Set task: Copy the lines below word for word. Start at the line that contains "Target: moon", continue through the last line of the items, and leave out the pictures.

— BEGIN Records to use —

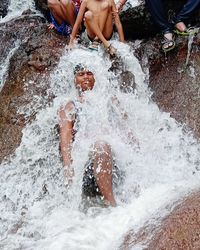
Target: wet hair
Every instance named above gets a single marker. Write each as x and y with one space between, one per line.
79 67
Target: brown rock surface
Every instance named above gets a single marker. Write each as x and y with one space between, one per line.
175 85
3 7
28 75
178 231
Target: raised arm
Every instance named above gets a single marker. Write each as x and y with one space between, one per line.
66 122
120 4
117 22
77 24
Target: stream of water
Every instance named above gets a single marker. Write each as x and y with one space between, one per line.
39 212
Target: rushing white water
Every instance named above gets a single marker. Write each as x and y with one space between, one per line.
39 212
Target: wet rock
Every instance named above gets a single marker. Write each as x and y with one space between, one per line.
37 52
42 6
181 229
175 84
4 7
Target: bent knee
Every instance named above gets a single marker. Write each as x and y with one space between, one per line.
88 15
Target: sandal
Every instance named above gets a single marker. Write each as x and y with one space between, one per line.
111 50
187 31
94 45
168 44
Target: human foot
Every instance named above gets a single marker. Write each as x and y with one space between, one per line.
168 42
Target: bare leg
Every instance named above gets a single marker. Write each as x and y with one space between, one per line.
95 27
102 164
63 10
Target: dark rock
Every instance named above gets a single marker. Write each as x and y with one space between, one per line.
4 7
175 85
37 54
42 6
179 230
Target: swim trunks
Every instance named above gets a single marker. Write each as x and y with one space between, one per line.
90 187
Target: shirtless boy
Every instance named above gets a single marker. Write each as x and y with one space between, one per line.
63 15
98 17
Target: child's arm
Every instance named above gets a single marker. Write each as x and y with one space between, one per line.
117 22
78 22
66 120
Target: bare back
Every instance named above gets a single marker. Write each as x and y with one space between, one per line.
97 7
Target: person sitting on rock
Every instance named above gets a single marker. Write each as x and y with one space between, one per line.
178 26
98 17
120 4
101 170
63 15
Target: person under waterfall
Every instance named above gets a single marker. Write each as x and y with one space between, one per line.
101 171
98 18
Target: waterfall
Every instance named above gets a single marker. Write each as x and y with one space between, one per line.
39 212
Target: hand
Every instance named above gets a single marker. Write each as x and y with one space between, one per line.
119 6
71 43
51 26
68 175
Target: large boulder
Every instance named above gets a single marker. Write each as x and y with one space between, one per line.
181 229
37 53
175 80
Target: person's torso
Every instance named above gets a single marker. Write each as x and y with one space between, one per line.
97 6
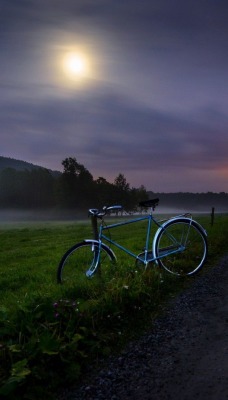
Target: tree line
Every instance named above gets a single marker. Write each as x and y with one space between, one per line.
74 188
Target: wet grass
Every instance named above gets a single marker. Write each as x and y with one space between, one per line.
45 327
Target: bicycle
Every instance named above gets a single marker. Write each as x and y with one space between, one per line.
179 245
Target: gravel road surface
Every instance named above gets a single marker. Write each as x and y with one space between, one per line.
184 356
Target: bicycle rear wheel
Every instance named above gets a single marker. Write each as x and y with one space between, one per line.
182 246
81 262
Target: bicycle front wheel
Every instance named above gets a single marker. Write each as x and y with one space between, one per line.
181 247
82 260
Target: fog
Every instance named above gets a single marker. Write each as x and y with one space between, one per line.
12 217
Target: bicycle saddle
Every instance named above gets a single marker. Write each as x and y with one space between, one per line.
149 203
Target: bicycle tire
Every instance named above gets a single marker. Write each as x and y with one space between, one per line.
189 239
79 262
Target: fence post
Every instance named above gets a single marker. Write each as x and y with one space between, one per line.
212 216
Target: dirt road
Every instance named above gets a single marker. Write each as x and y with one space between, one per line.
185 356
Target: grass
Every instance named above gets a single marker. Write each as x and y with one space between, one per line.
46 328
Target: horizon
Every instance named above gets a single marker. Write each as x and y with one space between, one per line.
148 190
135 88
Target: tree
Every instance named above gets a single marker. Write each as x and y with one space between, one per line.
121 182
75 185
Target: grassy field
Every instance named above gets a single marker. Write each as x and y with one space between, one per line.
46 328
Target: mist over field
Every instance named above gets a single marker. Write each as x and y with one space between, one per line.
29 216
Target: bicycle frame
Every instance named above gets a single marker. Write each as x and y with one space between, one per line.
145 258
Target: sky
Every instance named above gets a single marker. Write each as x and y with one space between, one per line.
132 87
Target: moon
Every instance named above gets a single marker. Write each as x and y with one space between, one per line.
75 65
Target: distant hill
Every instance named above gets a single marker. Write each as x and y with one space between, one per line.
19 165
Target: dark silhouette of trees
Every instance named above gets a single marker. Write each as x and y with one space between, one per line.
75 188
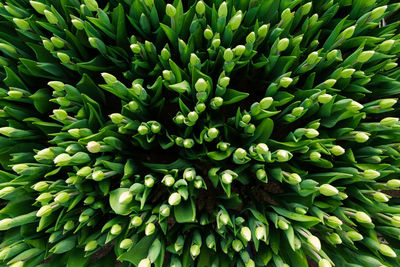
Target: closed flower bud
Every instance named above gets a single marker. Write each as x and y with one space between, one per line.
386 45
235 21
381 197
145 263
393 183
150 228
324 263
389 121
84 171
223 10
283 44
361 137
362 217
263 30
283 155
228 54
62 197
174 199
245 232
62 159
365 56
44 211
40 186
200 8
116 229
170 10
91 245
328 190
136 221
93 147
378 12
314 242
371 174
387 251
125 198
201 85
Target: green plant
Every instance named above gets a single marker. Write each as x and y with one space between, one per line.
237 133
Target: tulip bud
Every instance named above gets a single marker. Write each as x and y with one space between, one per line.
328 190
283 44
126 243
361 137
381 197
389 121
371 174
40 186
150 228
62 197
365 56
314 242
200 8
174 199
145 263
324 263
393 183
91 245
125 198
170 10
378 12
387 251
44 211
362 217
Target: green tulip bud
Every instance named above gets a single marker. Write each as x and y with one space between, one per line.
386 45
62 197
208 34
348 32
324 98
223 10
98 176
393 183
371 174
362 217
44 211
5 224
361 137
381 197
387 251
145 263
62 159
170 10
174 199
235 21
116 229
51 18
378 12
200 8
315 156
150 228
328 190
324 263
263 30
337 150
228 54
365 56
91 245
314 242
283 44
126 244
136 221
250 38
38 6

— END Records to use —

Task answer:
Target: moon
Every instance named above gets a single marker. Write each as x and y with one space between, one per line.
75 65
Target: distant hill
Every instance named above gets a single marker. Write each as x and y with one space between, one per line.
19 165
Target: dark silhouette of trees
Every instance named above gets a single marker. Write each as x and y with one space between, one per line.
75 188
Target: closed flower bud
Every instance named above gets a single marker. Write each as x and y with one space between, one per line.
386 45
235 21
381 197
145 263
393 183
150 228
324 263
389 121
84 171
223 10
283 44
361 137
362 217
263 30
283 155
228 54
62 197
174 199
245 232
62 159
365 56
44 211
40 186
200 8
116 229
170 10
91 245
328 190
136 221
93 147
378 12
314 242
371 174
387 251
125 198
201 85
Target: green plant
Every instance named above gets a single marker. Write each as x and y with one space between, one per line.
237 133
Target: tulip bud
Every instance named above gets a single marker. Write each as x and y with one space between, one per line.
328 190
283 44
126 243
361 137
381 197
389 121
371 174
40 186
150 228
62 197
365 56
314 242
200 8
174 199
145 263
324 263
393 183
91 245
125 198
170 10
378 12
387 251
44 211
362 217
Target: green tulip bud
Every instance named above gets a single marker. Write each as x and y with one space between, one per line.
386 45
62 197
208 34
348 32
324 98
223 10
98 176
393 183
371 174
362 217
44 211
5 224
361 137
381 197
387 251
145 263
62 159
170 10
174 199
235 21
116 229
51 18
378 12
200 8
315 156
150 228
328 190
324 263
263 30
337 150
228 54
365 56
91 245
314 242
283 44
126 244
136 221
250 38
38 6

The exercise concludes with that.